## What the exercise asks
Rewrite the rows starting at the line containing "Could you please indicate the wheel" and ending at the final row, substituting "rear bumper" for "front bumper" and keeping everything else unchanged.

[Object location annotation data]
···

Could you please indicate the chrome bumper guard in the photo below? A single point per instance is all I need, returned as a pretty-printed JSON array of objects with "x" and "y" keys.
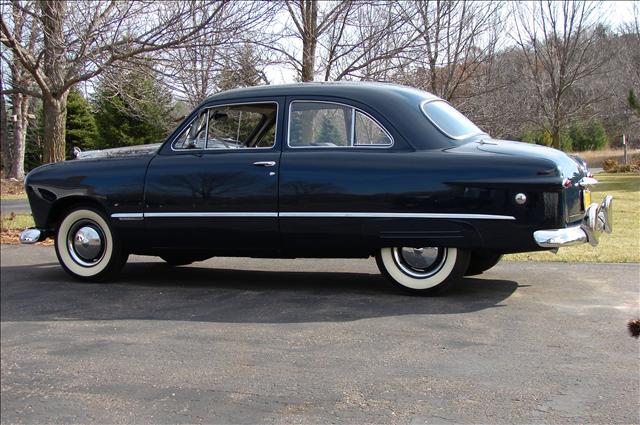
[
  {"x": 29, "y": 236},
  {"x": 596, "y": 220}
]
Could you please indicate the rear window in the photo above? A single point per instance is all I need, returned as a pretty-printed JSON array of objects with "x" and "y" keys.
[{"x": 449, "y": 120}]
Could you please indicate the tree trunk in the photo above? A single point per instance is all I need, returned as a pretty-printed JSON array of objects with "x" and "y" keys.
[
  {"x": 55, "y": 119},
  {"x": 555, "y": 138},
  {"x": 17, "y": 147},
  {"x": 4, "y": 130},
  {"x": 309, "y": 40}
]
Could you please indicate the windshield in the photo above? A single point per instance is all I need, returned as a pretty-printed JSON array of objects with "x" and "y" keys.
[{"x": 449, "y": 120}]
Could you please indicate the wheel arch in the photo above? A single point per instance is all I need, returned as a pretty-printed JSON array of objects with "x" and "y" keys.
[{"x": 66, "y": 204}]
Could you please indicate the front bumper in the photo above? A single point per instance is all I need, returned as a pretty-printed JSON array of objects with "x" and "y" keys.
[{"x": 596, "y": 220}]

···

## Written solution
Could you please indicate the wheel arch in the photo above? A single point per instance is all I need, returned as a pretty-printed JSON array of objects with "x" and "y" keys.
[{"x": 66, "y": 204}]
Could you please indicate the rear bumper in the photo above? A single point per instance is all I need, returned as a pretty-printed JSON array of objects with "x" and "y" keys.
[{"x": 596, "y": 220}]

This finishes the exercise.